WHAT YOU ARE ASKED TO DO:
Print the lines below word for word, omitting the pictures.

RECORDS TO PROCESS:
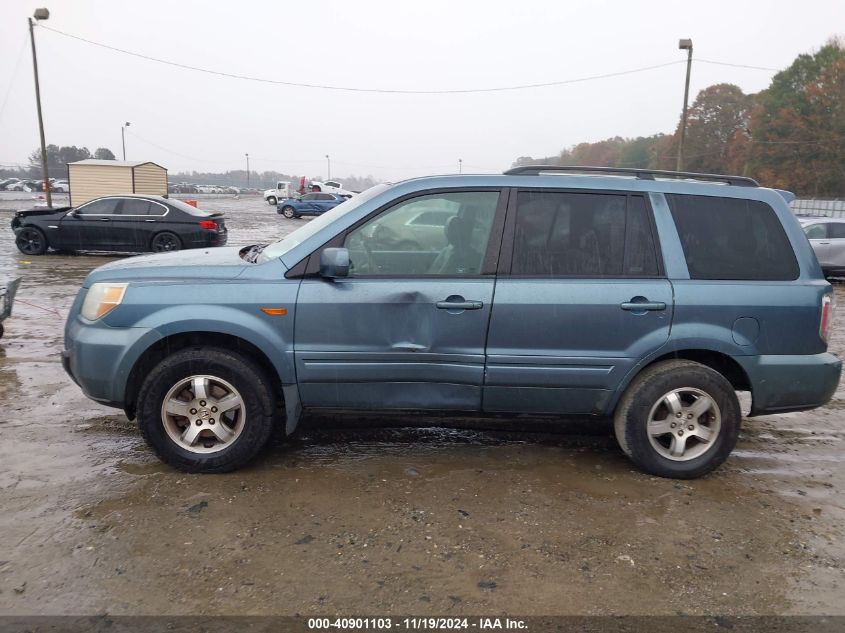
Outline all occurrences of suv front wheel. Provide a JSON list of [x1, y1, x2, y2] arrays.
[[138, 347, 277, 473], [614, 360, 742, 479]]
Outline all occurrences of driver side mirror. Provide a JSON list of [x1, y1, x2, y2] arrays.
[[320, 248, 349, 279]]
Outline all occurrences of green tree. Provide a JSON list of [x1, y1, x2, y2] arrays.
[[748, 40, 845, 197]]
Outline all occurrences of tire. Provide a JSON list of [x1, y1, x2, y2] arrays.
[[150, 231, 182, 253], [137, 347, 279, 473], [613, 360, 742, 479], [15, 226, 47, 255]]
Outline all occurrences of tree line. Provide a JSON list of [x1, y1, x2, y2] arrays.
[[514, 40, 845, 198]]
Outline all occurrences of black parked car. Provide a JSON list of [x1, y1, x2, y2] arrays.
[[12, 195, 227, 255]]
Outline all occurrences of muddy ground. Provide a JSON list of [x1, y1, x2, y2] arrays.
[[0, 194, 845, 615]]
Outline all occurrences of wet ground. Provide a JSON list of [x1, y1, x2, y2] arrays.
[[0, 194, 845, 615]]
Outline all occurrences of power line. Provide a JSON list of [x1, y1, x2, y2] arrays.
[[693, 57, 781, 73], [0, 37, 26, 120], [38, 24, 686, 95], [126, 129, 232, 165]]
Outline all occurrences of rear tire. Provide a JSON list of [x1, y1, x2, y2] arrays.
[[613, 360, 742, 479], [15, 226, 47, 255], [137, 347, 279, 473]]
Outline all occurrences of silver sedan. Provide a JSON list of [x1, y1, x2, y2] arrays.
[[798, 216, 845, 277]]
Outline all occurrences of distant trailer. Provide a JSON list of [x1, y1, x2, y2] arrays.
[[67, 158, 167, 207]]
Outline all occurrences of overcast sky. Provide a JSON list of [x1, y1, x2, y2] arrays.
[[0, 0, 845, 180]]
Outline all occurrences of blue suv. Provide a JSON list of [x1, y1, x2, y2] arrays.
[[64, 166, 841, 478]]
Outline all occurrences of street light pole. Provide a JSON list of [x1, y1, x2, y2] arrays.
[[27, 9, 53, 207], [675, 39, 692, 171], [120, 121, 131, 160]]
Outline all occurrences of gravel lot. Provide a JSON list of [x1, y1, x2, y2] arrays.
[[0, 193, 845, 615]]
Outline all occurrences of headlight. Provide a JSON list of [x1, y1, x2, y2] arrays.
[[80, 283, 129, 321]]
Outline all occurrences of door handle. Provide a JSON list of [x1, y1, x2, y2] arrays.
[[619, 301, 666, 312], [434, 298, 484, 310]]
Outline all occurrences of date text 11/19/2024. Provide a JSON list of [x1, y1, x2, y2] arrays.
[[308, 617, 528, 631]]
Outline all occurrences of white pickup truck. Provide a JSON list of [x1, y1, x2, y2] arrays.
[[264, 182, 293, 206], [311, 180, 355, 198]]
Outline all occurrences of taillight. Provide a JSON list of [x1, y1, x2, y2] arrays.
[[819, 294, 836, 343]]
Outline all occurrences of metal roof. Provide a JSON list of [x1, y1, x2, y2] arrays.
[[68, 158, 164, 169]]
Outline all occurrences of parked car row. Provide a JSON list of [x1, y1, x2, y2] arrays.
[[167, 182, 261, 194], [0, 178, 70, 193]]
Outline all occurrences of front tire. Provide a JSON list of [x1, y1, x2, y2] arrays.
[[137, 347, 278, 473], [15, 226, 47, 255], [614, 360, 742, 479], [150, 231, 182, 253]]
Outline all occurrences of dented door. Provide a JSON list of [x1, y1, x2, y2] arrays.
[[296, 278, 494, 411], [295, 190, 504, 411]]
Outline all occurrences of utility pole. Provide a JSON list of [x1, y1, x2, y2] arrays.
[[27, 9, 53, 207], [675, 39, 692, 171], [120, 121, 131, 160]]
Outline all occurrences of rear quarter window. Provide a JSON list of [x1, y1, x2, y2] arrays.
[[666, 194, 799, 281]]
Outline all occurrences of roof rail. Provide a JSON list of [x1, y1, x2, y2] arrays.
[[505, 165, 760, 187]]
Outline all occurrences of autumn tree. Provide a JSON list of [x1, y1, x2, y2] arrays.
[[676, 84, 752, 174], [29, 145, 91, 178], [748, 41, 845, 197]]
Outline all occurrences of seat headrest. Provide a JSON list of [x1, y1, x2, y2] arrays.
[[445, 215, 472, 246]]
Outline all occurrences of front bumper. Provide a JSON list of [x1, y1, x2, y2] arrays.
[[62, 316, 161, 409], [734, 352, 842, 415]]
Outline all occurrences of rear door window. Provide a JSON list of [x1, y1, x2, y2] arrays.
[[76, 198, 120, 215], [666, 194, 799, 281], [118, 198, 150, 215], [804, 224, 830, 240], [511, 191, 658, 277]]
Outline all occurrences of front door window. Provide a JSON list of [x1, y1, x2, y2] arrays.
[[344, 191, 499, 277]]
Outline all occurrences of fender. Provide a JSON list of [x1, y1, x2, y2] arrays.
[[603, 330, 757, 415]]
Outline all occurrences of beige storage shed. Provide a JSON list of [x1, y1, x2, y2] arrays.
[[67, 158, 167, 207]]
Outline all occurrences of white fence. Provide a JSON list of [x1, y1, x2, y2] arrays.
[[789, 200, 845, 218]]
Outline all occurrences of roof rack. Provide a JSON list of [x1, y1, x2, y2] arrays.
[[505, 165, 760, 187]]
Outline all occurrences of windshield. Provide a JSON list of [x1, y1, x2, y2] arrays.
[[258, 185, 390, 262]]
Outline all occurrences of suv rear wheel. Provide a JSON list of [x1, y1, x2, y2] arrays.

REPLY:
Outline all occurrences of suv front wheel. Provide a JSON list of [x1, y1, x2, y2] arrays.
[[138, 347, 277, 473], [614, 360, 742, 479]]
Outline all occurrences of driver side mirror. Provide a JSON list of [x1, y1, x2, y2] arrays.
[[320, 248, 349, 279]]
Outline all occurrences of green tree. Provide a JSON list of [x1, y1, x2, y2] arrays.
[[748, 40, 845, 197]]
Outline all occurrences of tire. Provide a JSON list of [x1, y1, x2, y2] arrays.
[[150, 231, 182, 253], [137, 347, 279, 473], [613, 360, 742, 479], [15, 226, 47, 255]]
Outline all occurrences of tree line. Provide a JSON list of [x1, y1, x2, y2] arrays.
[[514, 40, 845, 198]]
Outline all occurrences of black parked car. Provide a JSON list of [x1, y1, x2, y2] arrays.
[[12, 195, 227, 255]]
Outline all occurrences of muddy ground. Provide a JSON list of [x1, y1, x2, y2] arrays.
[[0, 194, 845, 615]]
Outline all occurrences of wet ground. Provide a JSON list of [x1, y1, x2, y2] arrays.
[[0, 194, 845, 615]]
Outline all occurrences of power line. Provide a JSON list of [x1, y1, x2, y2] arrays.
[[693, 57, 781, 73], [0, 37, 26, 120], [38, 24, 686, 95], [126, 129, 232, 165]]
Outline all occurrences of rear tire. Provide a JSON list of [x1, y1, x2, y2] arrays.
[[613, 360, 742, 479], [15, 226, 47, 255], [137, 347, 279, 473]]
Outline all occurrences of silver sedan. Provide a JSON list of [x1, y1, x2, y2] arrays.
[[798, 216, 845, 277]]
Outline all occurrences of distant trailer. Provide a JSON list of [x1, y1, x2, y2] arrays.
[[67, 158, 167, 207]]
Outline all occurrences of overcast sky. Provide a JSON list of [x1, y1, x2, y2] arrays.
[[0, 0, 845, 180]]
Outline all occurrences of blue suv. Provide a JSON list of [x1, y1, x2, y2] arrays.
[[64, 166, 841, 478]]
Outline all occurrences of street light pole. Provide a JSON list of [x1, y1, x2, y2] arrays.
[[27, 9, 53, 207], [675, 39, 692, 171], [120, 121, 131, 160]]
Outline all occurrences of gravel lot. Provide a JSON list of [x1, y1, x2, y2] arrays.
[[0, 193, 845, 615]]
Outline all occurrences of headlight. Provide a JSON list of [x1, y1, x2, y2] arrays.
[[80, 283, 129, 321]]
Outline all occurrences of door handle. Provide a JSON list of [x1, y1, x2, y2] arrays.
[[619, 301, 666, 312], [434, 298, 484, 310]]
Outline all occurrences of date text 11/19/2024. Provide a JSON list of [x1, y1, x2, y2] arrays.
[[308, 617, 528, 631]]
Outline all occurrences of white pickup truck. Provide a JSON list of [x1, y1, x2, y2] arrays.
[[264, 182, 293, 206], [311, 180, 355, 198]]
Outline all occurrences of taillight. Provide a JSON list of [x1, y1, x2, y2] arrays.
[[819, 294, 836, 343]]
Outline all occurrences of metal roof. Provide a JSON list of [x1, y1, x2, y2] arrays.
[[68, 158, 164, 169]]
Outline all occurrences of parked car row. Provide a JSON list of [x1, y1, x2, y2] arrays.
[[167, 182, 261, 194], [0, 178, 70, 193]]
Outline all occurrences of front tire. Provide a JSON list of [x1, y1, x2, y2] arrays.
[[137, 347, 278, 473], [15, 226, 47, 255], [614, 360, 742, 479], [150, 231, 182, 253]]
Outline all occurrences of dented door. Provide a JSON list of [x1, y1, x2, y2] arrays.
[[296, 278, 494, 411], [295, 190, 504, 411]]
Outline all occurrences of utility pole. Provide a JSON list of [x1, y1, x2, y2] arrays.
[[27, 9, 53, 207], [675, 39, 692, 171], [120, 121, 131, 160]]
Outline all occurrences of rear quarter window. Provide a JSON list of [x1, y1, x2, y2] arrays.
[[666, 194, 799, 281]]
Outline all occurrences of roof rail. Provide a JSON list of [x1, y1, x2, y2] arrays.
[[505, 165, 760, 187]]
Outline all occurrences of autumn tree. Provide a JSON list of [x1, y1, x2, y2] arrays.
[[676, 84, 752, 174], [29, 145, 91, 178], [748, 41, 845, 197]]
Outline all occurrences of seat headrest. Provide a JSON list of [x1, y1, x2, y2] arrays.
[[445, 215, 472, 246]]
Outline all occurrences of front bumper. Provide a JSON list of [x1, y1, x2, y2] arrays.
[[62, 316, 161, 409], [734, 352, 842, 415]]
Outline all occurrences of rear door window. Provide a JSON list of [x1, y1, x2, y2] arrays.
[[76, 198, 120, 215], [666, 194, 799, 281], [118, 198, 150, 215], [804, 224, 830, 240], [511, 191, 658, 277]]
Outline all occurrences of front door window. Provide a JSON list of [x1, y1, x2, y2] arrays.
[[344, 191, 499, 277]]
Outline all occurrences of fender. Provide a JSON list of [x1, y1, x2, y2] arrays.
[[603, 330, 757, 415]]
Outline all occurrences of beige storage shed. Provide a JSON list of [x1, y1, x2, y2] arrays.
[[67, 158, 167, 207]]
Outline all occurrences of white fence. Provide a JSON list of [x1, y1, x2, y2] arrays.
[[789, 200, 845, 218]]
Outline all occurrences of roof rack. Provide a JSON list of [x1, y1, x2, y2] arrays.
[[505, 165, 760, 187]]
Outline all occurrences of windshield. Provide a JSON list of [x1, y1, x2, y2] arrays.
[[258, 185, 390, 262]]
Outline all occurrences of suv rear wheel. Provide a JSON list of [x1, y1, x2, y2] arrays.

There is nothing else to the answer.